**Extracted material**
[start]

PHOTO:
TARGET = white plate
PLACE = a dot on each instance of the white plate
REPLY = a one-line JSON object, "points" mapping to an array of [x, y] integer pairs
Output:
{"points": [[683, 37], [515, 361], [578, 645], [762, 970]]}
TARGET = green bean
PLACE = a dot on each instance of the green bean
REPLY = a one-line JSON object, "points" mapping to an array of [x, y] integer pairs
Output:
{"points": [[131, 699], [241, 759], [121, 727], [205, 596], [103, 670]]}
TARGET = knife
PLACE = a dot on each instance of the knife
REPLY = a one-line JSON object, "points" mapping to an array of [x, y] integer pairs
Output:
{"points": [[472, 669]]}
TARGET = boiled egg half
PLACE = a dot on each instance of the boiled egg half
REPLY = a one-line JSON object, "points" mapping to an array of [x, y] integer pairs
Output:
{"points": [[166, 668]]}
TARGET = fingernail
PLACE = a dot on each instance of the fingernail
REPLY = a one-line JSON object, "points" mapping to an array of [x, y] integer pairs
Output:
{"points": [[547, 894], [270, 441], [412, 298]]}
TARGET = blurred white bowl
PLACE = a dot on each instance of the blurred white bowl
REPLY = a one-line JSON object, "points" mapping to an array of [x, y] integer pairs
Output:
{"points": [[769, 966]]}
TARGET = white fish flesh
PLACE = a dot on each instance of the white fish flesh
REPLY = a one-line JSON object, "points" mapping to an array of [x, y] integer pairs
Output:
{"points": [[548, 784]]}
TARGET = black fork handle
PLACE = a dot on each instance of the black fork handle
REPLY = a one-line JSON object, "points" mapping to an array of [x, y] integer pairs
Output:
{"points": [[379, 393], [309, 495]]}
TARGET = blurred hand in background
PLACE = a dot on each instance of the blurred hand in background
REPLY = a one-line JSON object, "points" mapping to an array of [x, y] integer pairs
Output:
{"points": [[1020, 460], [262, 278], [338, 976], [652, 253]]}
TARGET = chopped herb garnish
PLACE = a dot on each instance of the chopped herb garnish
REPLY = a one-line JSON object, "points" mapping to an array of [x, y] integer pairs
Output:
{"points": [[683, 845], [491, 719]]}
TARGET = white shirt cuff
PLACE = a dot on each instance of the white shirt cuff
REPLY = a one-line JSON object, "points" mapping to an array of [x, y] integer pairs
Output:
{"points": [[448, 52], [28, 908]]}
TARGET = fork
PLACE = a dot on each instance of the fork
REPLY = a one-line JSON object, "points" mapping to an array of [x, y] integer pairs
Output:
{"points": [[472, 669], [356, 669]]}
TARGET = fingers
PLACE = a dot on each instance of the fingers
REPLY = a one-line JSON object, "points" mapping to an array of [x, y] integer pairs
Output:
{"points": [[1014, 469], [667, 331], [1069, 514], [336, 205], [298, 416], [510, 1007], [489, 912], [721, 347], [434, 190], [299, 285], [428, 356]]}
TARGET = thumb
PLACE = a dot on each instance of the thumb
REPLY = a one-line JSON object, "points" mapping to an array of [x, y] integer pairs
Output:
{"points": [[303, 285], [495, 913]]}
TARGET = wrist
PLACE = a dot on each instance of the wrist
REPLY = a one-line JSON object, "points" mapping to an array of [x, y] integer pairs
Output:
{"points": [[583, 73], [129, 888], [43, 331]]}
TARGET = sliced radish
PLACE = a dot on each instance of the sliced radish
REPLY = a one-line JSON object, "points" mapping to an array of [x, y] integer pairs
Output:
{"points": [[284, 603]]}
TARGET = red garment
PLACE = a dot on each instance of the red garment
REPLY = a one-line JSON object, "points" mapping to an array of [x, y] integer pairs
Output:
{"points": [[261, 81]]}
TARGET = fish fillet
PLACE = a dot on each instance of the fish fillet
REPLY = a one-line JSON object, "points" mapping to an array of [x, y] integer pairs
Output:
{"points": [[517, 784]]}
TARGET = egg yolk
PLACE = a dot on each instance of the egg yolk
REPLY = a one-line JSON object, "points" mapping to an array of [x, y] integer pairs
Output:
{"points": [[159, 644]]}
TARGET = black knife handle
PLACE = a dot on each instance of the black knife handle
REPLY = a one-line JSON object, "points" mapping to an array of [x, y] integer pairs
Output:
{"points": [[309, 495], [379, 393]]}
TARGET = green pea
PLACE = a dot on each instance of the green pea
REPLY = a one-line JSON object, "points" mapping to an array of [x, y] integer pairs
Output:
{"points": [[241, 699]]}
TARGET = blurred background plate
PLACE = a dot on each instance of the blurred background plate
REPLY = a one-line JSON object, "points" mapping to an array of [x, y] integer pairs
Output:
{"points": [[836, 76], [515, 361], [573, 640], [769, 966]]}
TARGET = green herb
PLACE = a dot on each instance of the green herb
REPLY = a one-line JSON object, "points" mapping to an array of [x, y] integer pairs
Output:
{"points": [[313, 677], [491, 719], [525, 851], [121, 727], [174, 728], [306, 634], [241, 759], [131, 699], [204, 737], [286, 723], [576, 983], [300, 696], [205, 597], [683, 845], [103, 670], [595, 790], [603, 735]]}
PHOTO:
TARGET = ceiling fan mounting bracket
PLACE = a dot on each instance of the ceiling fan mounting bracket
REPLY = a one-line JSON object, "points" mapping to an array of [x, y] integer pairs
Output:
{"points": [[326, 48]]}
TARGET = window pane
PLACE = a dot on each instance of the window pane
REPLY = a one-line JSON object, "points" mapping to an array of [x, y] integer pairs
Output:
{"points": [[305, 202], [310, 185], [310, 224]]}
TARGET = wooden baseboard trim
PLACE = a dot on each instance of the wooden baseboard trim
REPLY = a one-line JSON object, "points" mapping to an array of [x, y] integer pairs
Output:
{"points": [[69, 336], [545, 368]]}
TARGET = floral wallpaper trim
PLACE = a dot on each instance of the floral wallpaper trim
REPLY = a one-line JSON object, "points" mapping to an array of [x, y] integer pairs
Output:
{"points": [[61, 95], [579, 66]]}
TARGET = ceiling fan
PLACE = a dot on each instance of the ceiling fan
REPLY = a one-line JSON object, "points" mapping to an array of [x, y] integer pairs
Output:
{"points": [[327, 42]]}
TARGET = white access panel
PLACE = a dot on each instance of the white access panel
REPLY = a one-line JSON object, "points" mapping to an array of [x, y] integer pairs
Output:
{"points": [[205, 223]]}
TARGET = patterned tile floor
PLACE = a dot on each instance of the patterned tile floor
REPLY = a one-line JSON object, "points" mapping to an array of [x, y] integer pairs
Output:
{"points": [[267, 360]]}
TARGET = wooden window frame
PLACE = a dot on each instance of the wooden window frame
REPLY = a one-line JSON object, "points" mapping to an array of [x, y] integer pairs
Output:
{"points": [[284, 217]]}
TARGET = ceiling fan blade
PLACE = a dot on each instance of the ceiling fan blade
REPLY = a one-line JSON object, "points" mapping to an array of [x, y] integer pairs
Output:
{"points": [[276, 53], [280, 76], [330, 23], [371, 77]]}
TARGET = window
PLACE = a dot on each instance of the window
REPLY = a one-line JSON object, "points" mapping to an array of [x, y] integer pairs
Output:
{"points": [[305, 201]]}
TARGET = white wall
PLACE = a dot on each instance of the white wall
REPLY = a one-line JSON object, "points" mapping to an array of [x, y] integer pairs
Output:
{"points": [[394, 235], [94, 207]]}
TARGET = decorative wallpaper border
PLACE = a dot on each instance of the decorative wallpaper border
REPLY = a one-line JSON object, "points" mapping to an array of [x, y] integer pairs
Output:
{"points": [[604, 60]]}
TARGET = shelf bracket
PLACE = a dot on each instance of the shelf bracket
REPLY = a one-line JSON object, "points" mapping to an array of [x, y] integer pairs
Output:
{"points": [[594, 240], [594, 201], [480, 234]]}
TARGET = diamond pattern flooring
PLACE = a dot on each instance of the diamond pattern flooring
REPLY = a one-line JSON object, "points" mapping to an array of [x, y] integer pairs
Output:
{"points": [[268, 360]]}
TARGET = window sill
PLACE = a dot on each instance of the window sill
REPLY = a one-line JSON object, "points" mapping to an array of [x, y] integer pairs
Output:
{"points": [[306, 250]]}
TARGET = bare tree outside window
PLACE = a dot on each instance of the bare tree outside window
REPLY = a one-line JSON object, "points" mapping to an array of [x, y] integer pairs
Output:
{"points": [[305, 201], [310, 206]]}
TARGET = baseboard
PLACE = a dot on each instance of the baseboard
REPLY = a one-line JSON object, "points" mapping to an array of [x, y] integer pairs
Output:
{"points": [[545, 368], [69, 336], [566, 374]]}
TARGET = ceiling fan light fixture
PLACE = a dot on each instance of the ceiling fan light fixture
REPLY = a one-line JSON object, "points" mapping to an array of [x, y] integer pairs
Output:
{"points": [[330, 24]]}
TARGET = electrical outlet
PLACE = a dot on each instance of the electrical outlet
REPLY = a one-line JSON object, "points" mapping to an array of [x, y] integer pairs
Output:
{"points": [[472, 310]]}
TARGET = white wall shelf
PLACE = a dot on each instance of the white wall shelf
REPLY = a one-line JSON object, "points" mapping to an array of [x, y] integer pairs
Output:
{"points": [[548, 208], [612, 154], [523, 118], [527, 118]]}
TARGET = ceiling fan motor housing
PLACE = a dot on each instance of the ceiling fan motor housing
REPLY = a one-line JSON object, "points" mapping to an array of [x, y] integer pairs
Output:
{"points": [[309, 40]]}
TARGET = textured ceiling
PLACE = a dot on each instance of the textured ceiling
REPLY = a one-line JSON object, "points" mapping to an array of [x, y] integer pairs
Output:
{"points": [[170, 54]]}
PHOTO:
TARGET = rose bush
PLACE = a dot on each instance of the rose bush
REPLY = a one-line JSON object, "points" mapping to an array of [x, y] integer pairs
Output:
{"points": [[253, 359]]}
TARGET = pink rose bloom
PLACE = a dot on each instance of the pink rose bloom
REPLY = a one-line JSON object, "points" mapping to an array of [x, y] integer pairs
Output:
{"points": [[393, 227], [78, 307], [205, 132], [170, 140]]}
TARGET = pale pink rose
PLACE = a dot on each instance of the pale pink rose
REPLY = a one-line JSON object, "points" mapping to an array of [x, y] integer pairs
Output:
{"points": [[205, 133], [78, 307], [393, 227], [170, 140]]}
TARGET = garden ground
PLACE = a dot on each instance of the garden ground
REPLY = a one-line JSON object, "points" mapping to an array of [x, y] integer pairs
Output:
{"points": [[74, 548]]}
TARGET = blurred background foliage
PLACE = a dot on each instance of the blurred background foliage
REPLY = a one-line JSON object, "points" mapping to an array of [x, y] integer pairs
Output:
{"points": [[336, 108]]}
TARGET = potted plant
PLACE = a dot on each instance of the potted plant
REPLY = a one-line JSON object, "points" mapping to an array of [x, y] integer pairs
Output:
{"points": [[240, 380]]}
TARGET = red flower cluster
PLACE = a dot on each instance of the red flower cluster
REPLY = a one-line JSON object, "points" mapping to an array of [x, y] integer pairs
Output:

[end]

**What needs to be done**
Copy out the lines of the entries word for word, starting with the line that contains "TARGET = ceiling fan motor housing" and going on through the last line of the entries.

**Result of the task**
TARGET = ceiling fan motor housing
PLACE = a dot on each instance of the ceiling fan motor housing
REPLY = a one-line JSON object, "points" mapping to an array of [x, y] integer pairs
Output:
{"points": [[309, 40]]}
TARGET = textured ceiling
PLACE = a dot on each instance of the textured ceiling
REPLY = a one-line JSON object, "points" mapping to an array of [x, y] integer pairs
Output:
{"points": [[170, 54]]}
PHOTO:
TARGET = rose bush
PLACE = a dot on each instance of the rose bush
REPLY = a one-line JSON object, "points" mapping to an array of [x, y] integer pairs
Output:
{"points": [[253, 359]]}
TARGET = pink rose bloom
PLACE = a dot on each instance of the pink rose bloom
REPLY = a one-line JSON object, "points" mapping to an array of [x, y] integer pairs
Output:
{"points": [[393, 227], [78, 307], [205, 132], [170, 140]]}
TARGET = pale pink rose
PLACE = a dot on each instance of the pale pink rose
REPLY = a one-line JSON object, "points" mapping to an array of [x, y] integer pairs
Output:
{"points": [[205, 133], [78, 307], [393, 227], [170, 140]]}
TARGET = garden ground
PLACE = a dot on each instance of the garden ground
REPLY = a one-line JSON object, "points" mapping to an array of [x, y] integer pairs
Output:
{"points": [[74, 548]]}
TARGET = blurred background foliage
PLACE = a dot on each instance of the blurred background foliage
REPLY = a one-line JSON object, "points" mapping to an array of [x, y] integer pairs
Output:
{"points": [[336, 108]]}
TARGET = potted plant
PLACE = a dot on each instance of the potted plant
REPLY = a one-line JSON object, "points" mapping to an array of [x, y] integer pairs
Output:
{"points": [[240, 380]]}
TARGET = red flower cluster
PLACE = a dot on each instance of the red flower cluster
REPLY = a one-line JSON object, "points" mapping to an array of [x, y] integer pairs
Output:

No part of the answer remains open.